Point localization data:
++++++
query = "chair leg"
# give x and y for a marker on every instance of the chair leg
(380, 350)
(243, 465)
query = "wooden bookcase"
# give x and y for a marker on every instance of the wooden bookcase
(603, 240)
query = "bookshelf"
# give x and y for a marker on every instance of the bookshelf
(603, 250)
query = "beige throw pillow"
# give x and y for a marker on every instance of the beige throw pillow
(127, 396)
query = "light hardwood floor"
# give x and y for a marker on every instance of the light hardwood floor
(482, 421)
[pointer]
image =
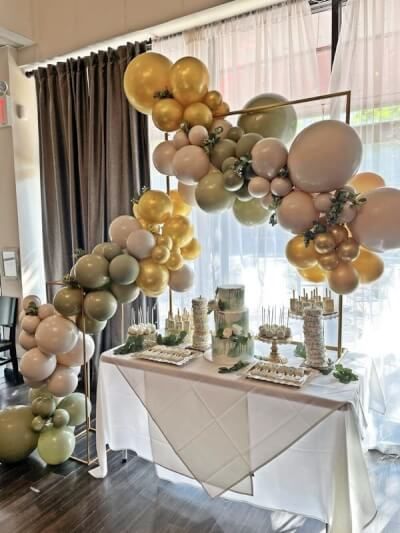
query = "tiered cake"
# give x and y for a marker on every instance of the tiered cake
(231, 340)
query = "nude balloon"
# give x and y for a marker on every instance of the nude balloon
(324, 156)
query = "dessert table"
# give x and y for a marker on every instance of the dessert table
(277, 447)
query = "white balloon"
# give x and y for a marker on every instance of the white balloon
(37, 366)
(63, 381)
(140, 243)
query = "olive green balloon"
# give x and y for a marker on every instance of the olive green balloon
(44, 406)
(250, 213)
(235, 133)
(74, 404)
(91, 271)
(221, 151)
(232, 181)
(246, 143)
(280, 123)
(211, 195)
(55, 445)
(91, 326)
(100, 305)
(229, 163)
(17, 439)
(125, 293)
(124, 269)
(60, 418)
(68, 301)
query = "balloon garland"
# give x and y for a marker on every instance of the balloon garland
(312, 189)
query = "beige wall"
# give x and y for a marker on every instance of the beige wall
(61, 26)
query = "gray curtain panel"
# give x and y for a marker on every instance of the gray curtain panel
(94, 159)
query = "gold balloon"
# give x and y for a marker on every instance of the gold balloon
(198, 114)
(188, 80)
(328, 261)
(160, 254)
(167, 114)
(155, 207)
(339, 233)
(180, 207)
(300, 255)
(324, 243)
(175, 261)
(146, 75)
(348, 250)
(153, 278)
(344, 279)
(314, 274)
(369, 266)
(213, 99)
(179, 229)
(192, 250)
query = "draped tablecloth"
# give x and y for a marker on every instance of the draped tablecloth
(297, 450)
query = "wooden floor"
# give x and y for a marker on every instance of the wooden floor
(35, 498)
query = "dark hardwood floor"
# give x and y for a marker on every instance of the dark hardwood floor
(35, 498)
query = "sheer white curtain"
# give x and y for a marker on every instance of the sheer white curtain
(266, 51)
(367, 62)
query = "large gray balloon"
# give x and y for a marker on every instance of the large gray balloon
(324, 156)
(280, 123)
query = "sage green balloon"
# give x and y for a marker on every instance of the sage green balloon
(211, 195)
(229, 163)
(68, 301)
(125, 293)
(280, 123)
(92, 327)
(246, 143)
(44, 406)
(235, 133)
(124, 269)
(100, 305)
(232, 181)
(60, 418)
(74, 404)
(221, 151)
(91, 271)
(17, 439)
(250, 213)
(55, 445)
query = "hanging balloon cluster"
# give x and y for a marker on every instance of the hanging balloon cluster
(340, 218)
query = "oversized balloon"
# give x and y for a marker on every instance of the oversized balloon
(378, 220)
(17, 439)
(324, 156)
(146, 75)
(188, 80)
(280, 123)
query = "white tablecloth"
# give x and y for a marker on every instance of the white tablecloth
(302, 446)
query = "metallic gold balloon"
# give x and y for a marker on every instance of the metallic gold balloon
(167, 114)
(155, 207)
(192, 250)
(348, 250)
(153, 278)
(369, 266)
(328, 261)
(160, 254)
(146, 75)
(300, 255)
(344, 279)
(314, 274)
(198, 114)
(188, 80)
(179, 229)
(324, 243)
(213, 99)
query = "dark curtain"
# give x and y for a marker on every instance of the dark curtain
(94, 159)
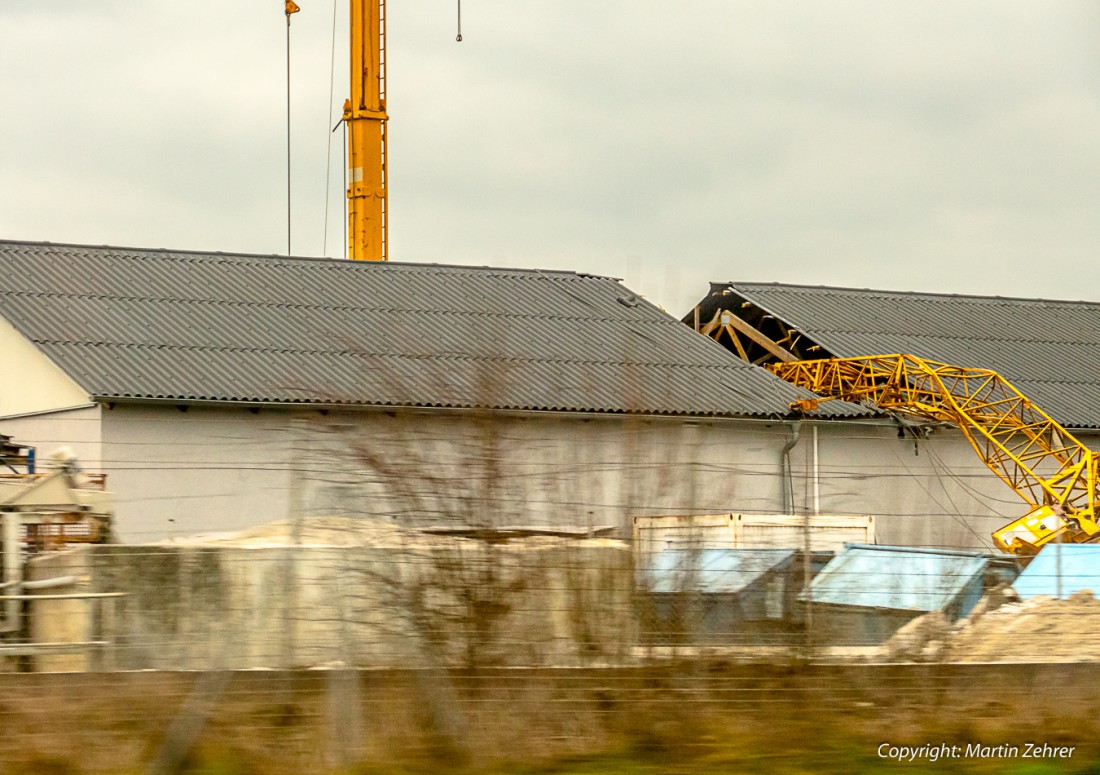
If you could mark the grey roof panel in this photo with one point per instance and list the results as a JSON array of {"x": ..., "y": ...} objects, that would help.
[
  {"x": 161, "y": 324},
  {"x": 1048, "y": 350}
]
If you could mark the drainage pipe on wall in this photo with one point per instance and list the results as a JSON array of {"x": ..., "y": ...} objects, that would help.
[
  {"x": 11, "y": 526},
  {"x": 784, "y": 458},
  {"x": 817, "y": 489}
]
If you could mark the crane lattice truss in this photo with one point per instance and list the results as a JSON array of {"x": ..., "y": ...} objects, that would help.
[
  {"x": 366, "y": 119},
  {"x": 1033, "y": 454}
]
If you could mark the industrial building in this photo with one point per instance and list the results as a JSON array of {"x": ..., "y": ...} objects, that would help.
[{"x": 220, "y": 391}]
++++++
PROBLEM STATEMENT:
Set the records down again exactly, with no pictures.

REPLY TO THE EXERCISE:
query = "chair leg"
# give x and y for a marker on every instance of the chair leg
(380, 350)
(243, 465)
query = "wooden bookcase"
# give x and y for a marker on every instance of the wooden bookcase
(603, 240)
query = "bookshelf"
# give x and y for a marker on every instance of the bookshelf
(603, 250)
query = "beige throw pillow"
# give x and y for a marker on every instance of the beige throw pillow
(127, 396)
query = "light hardwood floor"
# give x and y for a marker on every instance of the light hardwood floor
(482, 421)
[pointer]
image =
query = "tiered cake"
# give x and y for a marker on every instance of the tiered cake
(231, 340)
query = "nude balloon"
# give x and y for a marker on every instance of the nude balloon
(324, 156)
query = "dessert table"
# give x and y for a marker on every instance of the dessert table
(277, 447)
query = "white balloon"
# give x and y for a marker on every instance of the white balloon
(37, 366)
(63, 381)
(140, 243)
query = "olive green balloon"
# give x and y for a marker on every instance of the olive green balloon
(44, 406)
(250, 213)
(235, 133)
(74, 404)
(91, 271)
(221, 151)
(232, 181)
(246, 143)
(280, 123)
(211, 195)
(55, 445)
(91, 326)
(100, 305)
(229, 163)
(17, 439)
(125, 293)
(124, 269)
(60, 418)
(68, 301)
query = "balloon garland"
# give x and y for a marker on every instance of the balloon garland
(312, 189)
query = "beige wall"
# give x and y for a marker on every instance of the beige wall
(61, 26)
query = "gray curtain panel"
# give x and y for a marker on every instance of the gray curtain panel
(94, 159)
query = "gold balloon"
# give x and y for a marker on every instance of the gold balloon
(198, 114)
(188, 80)
(328, 261)
(160, 254)
(167, 114)
(155, 207)
(339, 233)
(180, 207)
(300, 255)
(324, 243)
(175, 261)
(146, 75)
(348, 250)
(153, 278)
(344, 279)
(314, 274)
(369, 266)
(213, 99)
(179, 229)
(192, 250)
query = "draped tablecloth"
# give x and y for a marker on every instance of the draped tablecloth
(297, 450)
query = "wooden floor"
# give x and y for a marker on every instance of the wooden floor
(35, 498)
query = "dark hardwood floor"
# give x and y for a marker on every instance of the dark hardwood floor
(35, 498)
query = "sheer white curtain"
# give x and y for a marker on every instance of the sheer white curtain
(266, 51)
(367, 62)
query = "large gray balloon"
# give x and y for a marker on every instance of the large gray balloon
(324, 156)
(280, 123)
query = "sage green balloon"
# give x and y for a marker on every instance of the sage green balloon
(211, 195)
(229, 163)
(68, 301)
(125, 293)
(280, 123)
(92, 327)
(246, 143)
(44, 406)
(235, 133)
(124, 269)
(100, 305)
(232, 181)
(60, 418)
(74, 404)
(221, 151)
(91, 271)
(17, 439)
(250, 213)
(55, 445)
query = "hanging balloon cluster"
# give x and y for a marker on every instance of the hanging balloon cluster
(340, 218)
query = "oversized balloon"
# give x and y for a marker on every instance of the oversized balloon
(378, 220)
(17, 439)
(324, 156)
(146, 75)
(188, 80)
(280, 123)
query = "white tablecloth"
# give x and y for a marker on every instance of the white tablecloth
(302, 446)
query = "metallic gold balloon"
# give x and y for a marker on every instance of the metallic gold balloon
(167, 114)
(155, 207)
(192, 250)
(348, 250)
(153, 278)
(369, 266)
(328, 261)
(160, 254)
(146, 75)
(300, 255)
(344, 279)
(314, 274)
(198, 114)
(188, 80)
(179, 229)
(324, 243)
(213, 99)
query = "dark curtain"
# give x and y for a marker on every instance of the dark curtain
(94, 159)
If you could mark the grey roof panel in this photo with one point per instance and list the results as a JSON array of {"x": ..., "y": ...} objects, that would help.
[
  {"x": 161, "y": 324},
  {"x": 1048, "y": 350}
]
If you could mark the drainage pipe on wall in this photo with one point per instance and list the results as a JSON array of {"x": ..., "y": ...} objects, that would help.
[
  {"x": 11, "y": 526},
  {"x": 784, "y": 458},
  {"x": 817, "y": 489}
]
If you could mark the crane lattice truss in this photo with one point per instance and list the results as a JSON array of {"x": ..., "y": ...} objects, that would help.
[
  {"x": 366, "y": 119},
  {"x": 1033, "y": 454}
]
If you could mark the industrial building in this photo with one point per instance and list the results as a JSON array of {"x": ..., "y": ...} objects, that would help.
[{"x": 220, "y": 391}]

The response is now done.